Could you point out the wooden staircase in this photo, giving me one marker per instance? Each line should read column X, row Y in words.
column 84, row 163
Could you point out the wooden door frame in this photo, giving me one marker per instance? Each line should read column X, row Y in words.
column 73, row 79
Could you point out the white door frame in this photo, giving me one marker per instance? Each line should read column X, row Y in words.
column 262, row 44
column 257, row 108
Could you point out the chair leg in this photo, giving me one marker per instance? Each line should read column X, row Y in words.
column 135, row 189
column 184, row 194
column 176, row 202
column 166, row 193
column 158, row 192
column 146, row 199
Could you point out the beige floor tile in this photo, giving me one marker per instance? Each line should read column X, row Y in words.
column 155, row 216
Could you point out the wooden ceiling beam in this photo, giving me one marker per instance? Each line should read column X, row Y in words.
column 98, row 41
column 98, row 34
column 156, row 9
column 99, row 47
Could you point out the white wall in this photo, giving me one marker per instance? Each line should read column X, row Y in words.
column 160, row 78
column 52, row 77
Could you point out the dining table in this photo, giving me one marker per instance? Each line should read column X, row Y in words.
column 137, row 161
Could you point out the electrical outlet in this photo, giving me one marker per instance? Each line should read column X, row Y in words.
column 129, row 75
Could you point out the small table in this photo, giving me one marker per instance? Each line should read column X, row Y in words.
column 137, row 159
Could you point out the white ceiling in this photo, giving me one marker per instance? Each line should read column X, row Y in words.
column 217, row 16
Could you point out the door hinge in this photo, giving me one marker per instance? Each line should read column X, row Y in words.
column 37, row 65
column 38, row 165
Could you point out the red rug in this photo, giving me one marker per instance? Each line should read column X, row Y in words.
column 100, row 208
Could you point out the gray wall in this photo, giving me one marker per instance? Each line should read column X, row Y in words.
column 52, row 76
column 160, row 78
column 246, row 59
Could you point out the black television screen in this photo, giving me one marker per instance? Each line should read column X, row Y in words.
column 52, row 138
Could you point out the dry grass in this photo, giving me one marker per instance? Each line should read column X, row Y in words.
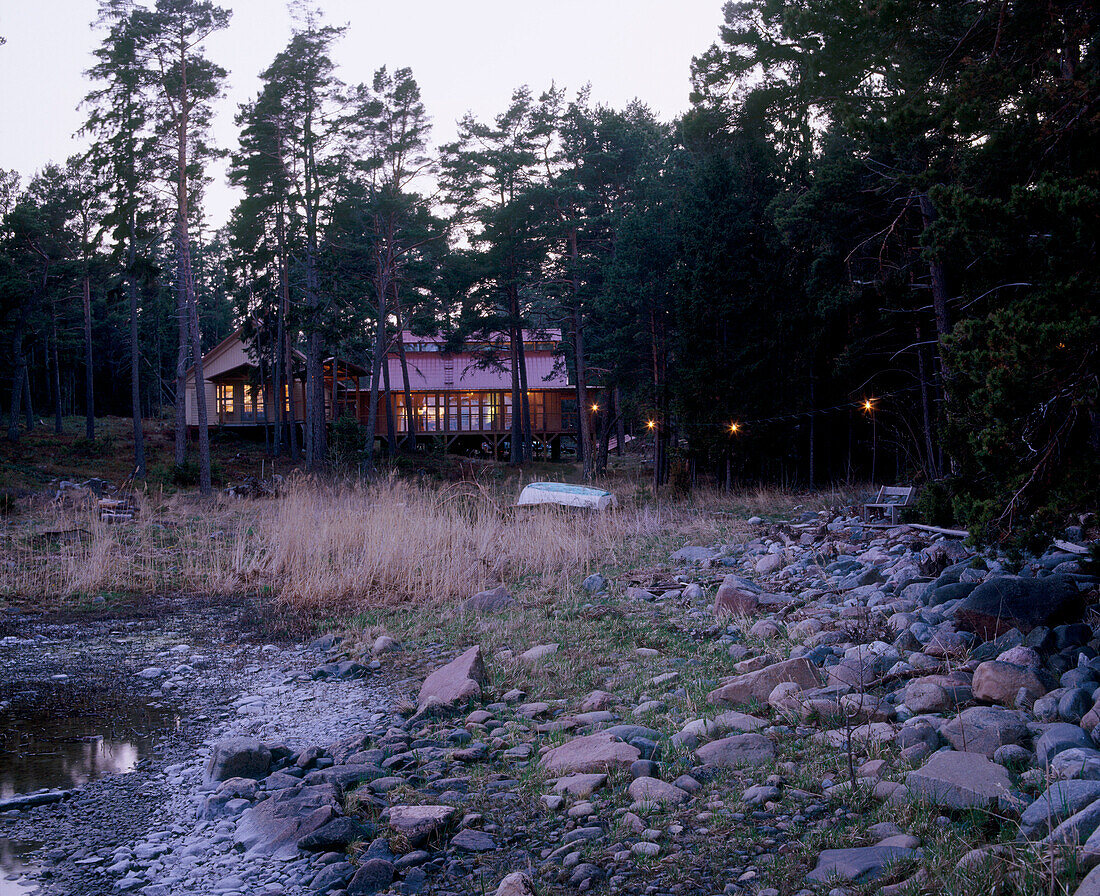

Exercise aim.
Output the data exactly. Pictures don't belong in the result.

Worked solution.
Could you point out the wooden staircase in this photo, giving me one marker per instance? Each line should read column X, row Y in words.
column 84, row 163
Could you point out the wooden door frame in this photo, giving me one marker per instance? Each line should read column X, row Y in words.
column 73, row 79
Could you point out the white door frame in this photo, giving me one marker per instance? Each line should read column X, row Y in words.
column 262, row 44
column 257, row 108
Could you point out the chair leg in this photo, giving me one marker per instance? Each line should read column X, row Y in words.
column 135, row 189
column 184, row 194
column 176, row 202
column 166, row 193
column 158, row 192
column 146, row 199
Could you point out the beige floor tile in this photo, giving me one marker per instance? Each line should read column X, row Y in words.
column 155, row 216
Could you point out the wooden ceiling beam in this photo, giving me one marker per instance? Each line should read column X, row Y in words.
column 98, row 41
column 98, row 34
column 156, row 9
column 99, row 47
Could you point out the white wall in this photo, giving me one marker per instance? Each line should read column X, row Y in words.
column 160, row 78
column 52, row 77
Could you point out the dining table in this photo, giving me one marker per instance? Each line should read column X, row Y in words.
column 137, row 161
Could you point out the electrical outlet in this photo, giving me one marker per instance? Each line should read column X, row Y in words.
column 129, row 75
Could you point out the small table in this photo, giving me one marker per instance? Each line should read column X, row Y in words.
column 137, row 159
Could you point out the white ceiling in this photo, giving me one marker per instance? Each line should read column X, row Y in words.
column 217, row 16
Could you point out the door hinge in this photo, giving me one marker per instance? Each line should read column X, row Y in words.
column 37, row 65
column 38, row 165
Could you point out the red rug in this photo, giving me one marker per instance? Each line should read column X, row Y in words.
column 100, row 208
Could you point out the gray wall in this photo, giving me one marker per instance? Each line should read column X, row Y in words.
column 52, row 76
column 160, row 78
column 246, row 59
Could you point out the black television screen in this photo, giving me one marker per instance? Each line should read column X, row Y in words.
column 52, row 138
Could you point out the dry grass in this photo, giving me one marker per instance? Each line should read column X, row Y in words.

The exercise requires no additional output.